### ОТРЫВОК
◇ ◇ ◇ ◇
Новые пути физическаго познанія
авторъ Максъ Планкъ (1858—1947), переводчикъ неизвѣстенъ
Оригинал: нѣмецкій. — Изъ сборника «Вѣстникъ опытной физики и элементарной математики. Выпускъ № 611—612». Перевод опубл.: 1914. Источникъ: Вѣстникъ опытной физики и элементарной математики. Выпускъ № 611—612, 1914


[313]
Новые пути физическаго познанія.
Проф. М. Планка.



Никогда еще экспериментальное физическое изслѣдованіе не переживало столь бурнаго подъема, какъ на глазахъ нашего поколѣнія, и никогда еще сознаніе значенія нашей науки для человѣческой культуры не проникало въ широкіе круги въ такой мѣрѣ, какъ въ настоящее время. Нѣтъ человѣка, который не интересовался бы болѣе или менѣе, волнами безпроволочнаго телеграфа, электронами, рентгеновскими лучами, явленіями радіоактивности. Но если мы спросимъ, въ какой мѣрѣ эти новыя блестящія открытія вліяли и способствовали нашему пониманію природы и ея законовъ, то на первый взглядъ положеніе вещей покажется намъ здѣсь далеко не столь блестящимъ.

Предшествующая теоретическая эпоха отличалась такой ясностью, такой спокойной увѣренностью, что ее по справедливости называютъ классической. Совсѣмъ не то мы видимъ теперь. Если мы попробуемъ съ нѣкоторой высоты и отдаленія оцѣнить современное состояніе физическихъ теорій, то впечатлѣніе наше будетъ такое, что благодаря множеству новыхъ, отчасти совершенно неожиданныхъ, опытныхъ открытій современное изслѣдованіе какъ бы запуталось и точно ощупью ищетъ пути. Мы видимъ вездѣ, какъ старыя, прочно укоренившіяся представленія подвергаются нападкамъ, общепризнанныя предложенія опровергаются, и на ихъ мѣсто утверждаются новыя гипотезы, столь [314]смѣлыя, что пониманіе ихъ иногда недоступно даже для людей науки. И ужъ менѣе всего, конечно, эти гипотезы могутъ намъ внушить увѣренность въ непрерывный и сознательно идущій къ цѣли прогрессъ науки. Такимъ образомъ, современная теоретическая физика напоминаетъ намъ древнее и чтимое зданіе, пришедшее уже въ ветхость: постепенно отваливается одинъ кусокъ за другимъ, и вотъ-вотъ начинаетъ уже колебаться самый фундаментъ.
◇ ◇ ◇ ◇
### ИСХОДНЫЕ ДАННЫЕ

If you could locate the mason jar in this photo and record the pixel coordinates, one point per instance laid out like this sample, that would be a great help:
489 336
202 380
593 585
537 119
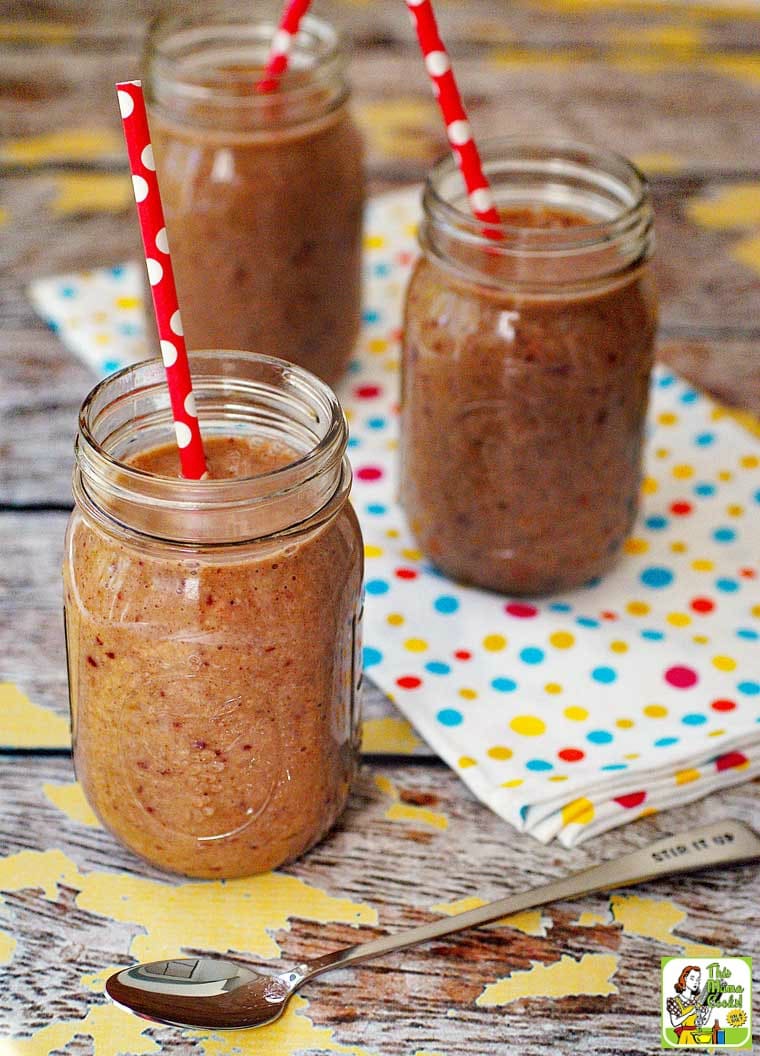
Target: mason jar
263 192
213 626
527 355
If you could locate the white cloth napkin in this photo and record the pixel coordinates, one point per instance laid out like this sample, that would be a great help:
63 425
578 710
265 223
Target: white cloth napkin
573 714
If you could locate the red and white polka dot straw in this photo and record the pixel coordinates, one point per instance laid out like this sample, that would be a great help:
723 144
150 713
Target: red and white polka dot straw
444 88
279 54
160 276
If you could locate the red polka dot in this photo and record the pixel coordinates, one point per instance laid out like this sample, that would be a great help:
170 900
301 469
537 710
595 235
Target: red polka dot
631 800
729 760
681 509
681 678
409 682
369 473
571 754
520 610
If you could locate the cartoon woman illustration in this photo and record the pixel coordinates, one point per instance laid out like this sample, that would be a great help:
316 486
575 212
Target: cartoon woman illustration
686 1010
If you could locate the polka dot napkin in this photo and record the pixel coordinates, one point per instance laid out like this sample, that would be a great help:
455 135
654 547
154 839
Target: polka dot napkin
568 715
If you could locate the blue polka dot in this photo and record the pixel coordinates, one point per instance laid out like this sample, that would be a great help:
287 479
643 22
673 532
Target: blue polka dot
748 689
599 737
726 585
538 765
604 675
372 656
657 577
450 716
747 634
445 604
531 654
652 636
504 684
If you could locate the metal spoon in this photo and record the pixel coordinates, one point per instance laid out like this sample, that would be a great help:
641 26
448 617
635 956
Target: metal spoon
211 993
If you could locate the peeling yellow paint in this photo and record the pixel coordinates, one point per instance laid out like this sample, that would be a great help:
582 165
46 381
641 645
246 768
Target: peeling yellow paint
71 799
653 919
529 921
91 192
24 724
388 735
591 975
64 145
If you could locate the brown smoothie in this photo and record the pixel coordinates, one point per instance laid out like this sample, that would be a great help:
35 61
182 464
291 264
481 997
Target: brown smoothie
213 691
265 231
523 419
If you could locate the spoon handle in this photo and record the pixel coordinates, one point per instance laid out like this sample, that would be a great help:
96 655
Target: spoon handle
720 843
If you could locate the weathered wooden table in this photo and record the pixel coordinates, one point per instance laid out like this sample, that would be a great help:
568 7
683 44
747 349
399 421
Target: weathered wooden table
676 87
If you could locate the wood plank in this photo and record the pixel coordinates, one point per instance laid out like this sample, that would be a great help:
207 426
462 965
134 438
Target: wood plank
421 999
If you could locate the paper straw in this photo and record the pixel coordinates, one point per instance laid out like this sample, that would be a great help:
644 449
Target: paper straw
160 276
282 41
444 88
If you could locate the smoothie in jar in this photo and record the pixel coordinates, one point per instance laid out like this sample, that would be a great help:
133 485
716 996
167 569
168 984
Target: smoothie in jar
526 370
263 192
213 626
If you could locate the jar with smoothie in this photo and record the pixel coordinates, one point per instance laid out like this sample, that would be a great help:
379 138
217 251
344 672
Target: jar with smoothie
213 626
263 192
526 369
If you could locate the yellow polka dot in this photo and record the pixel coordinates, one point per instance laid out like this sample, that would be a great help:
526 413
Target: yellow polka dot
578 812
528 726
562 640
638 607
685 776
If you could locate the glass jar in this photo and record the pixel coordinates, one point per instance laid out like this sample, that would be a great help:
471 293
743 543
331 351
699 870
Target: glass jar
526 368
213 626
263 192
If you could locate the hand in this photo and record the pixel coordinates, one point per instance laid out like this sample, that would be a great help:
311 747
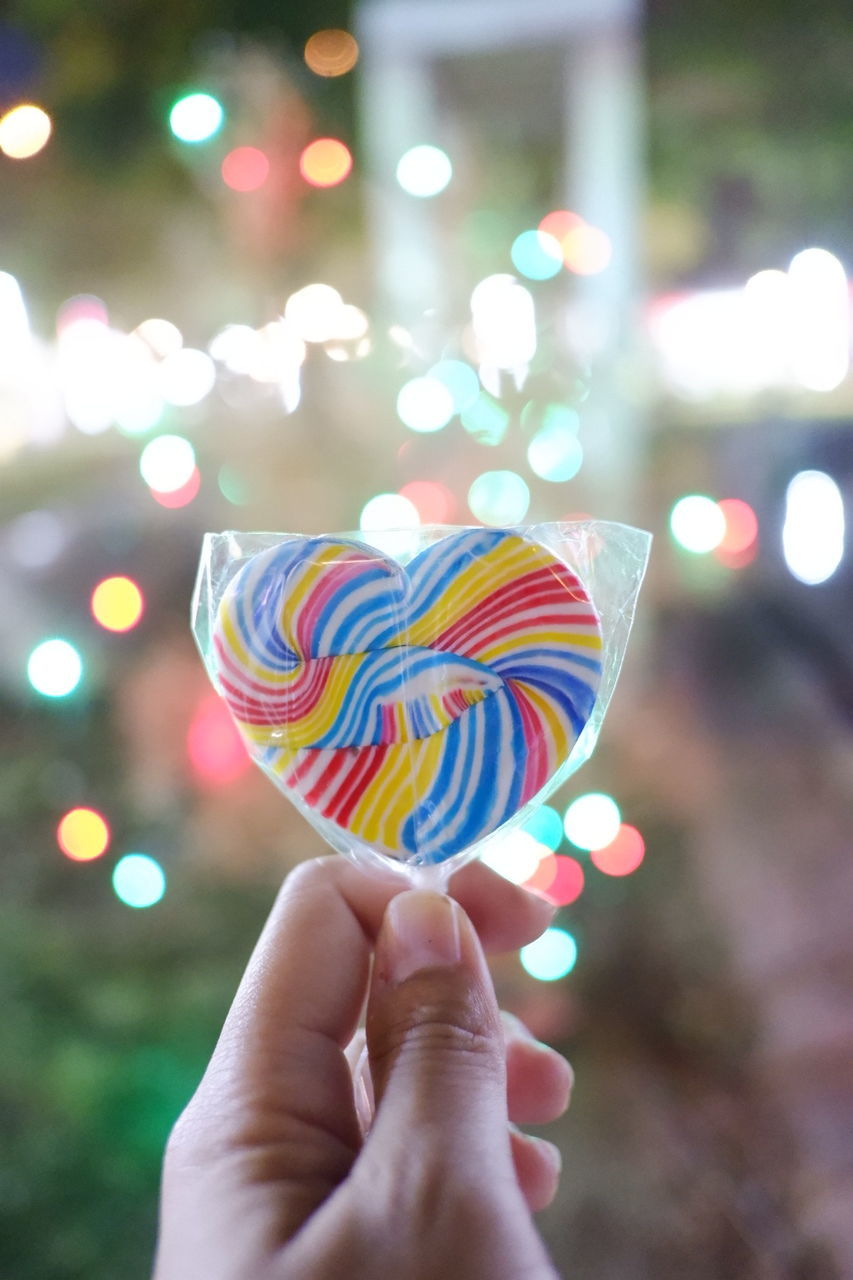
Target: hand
◇ ◇ ◇ ◇
### ЗАДАНИЯ ДЛЯ РАБОТЫ
**A)** Как, согласно отрывку, по справедливости называют предшествующую теоретическую эпоху?
**B)** Соберите все строки списка, в которых встречается слово «yellow».
Список никак не связан с отрывком.

### ОТВЕТЫ К ЗАДАНИЯМ
**A)** Классической.

**B)**
If you could locate the peeling yellow paint in this photo and record the pixel coordinates, one point per instance laid out like this sample, that would be a great help:
Target: peeling yellow paint
If you could locate the yellow polka dot in this photo and record the pixel coordinates, one point per instance laid out like this sample, that would be a great help:
Target: yellow polka dot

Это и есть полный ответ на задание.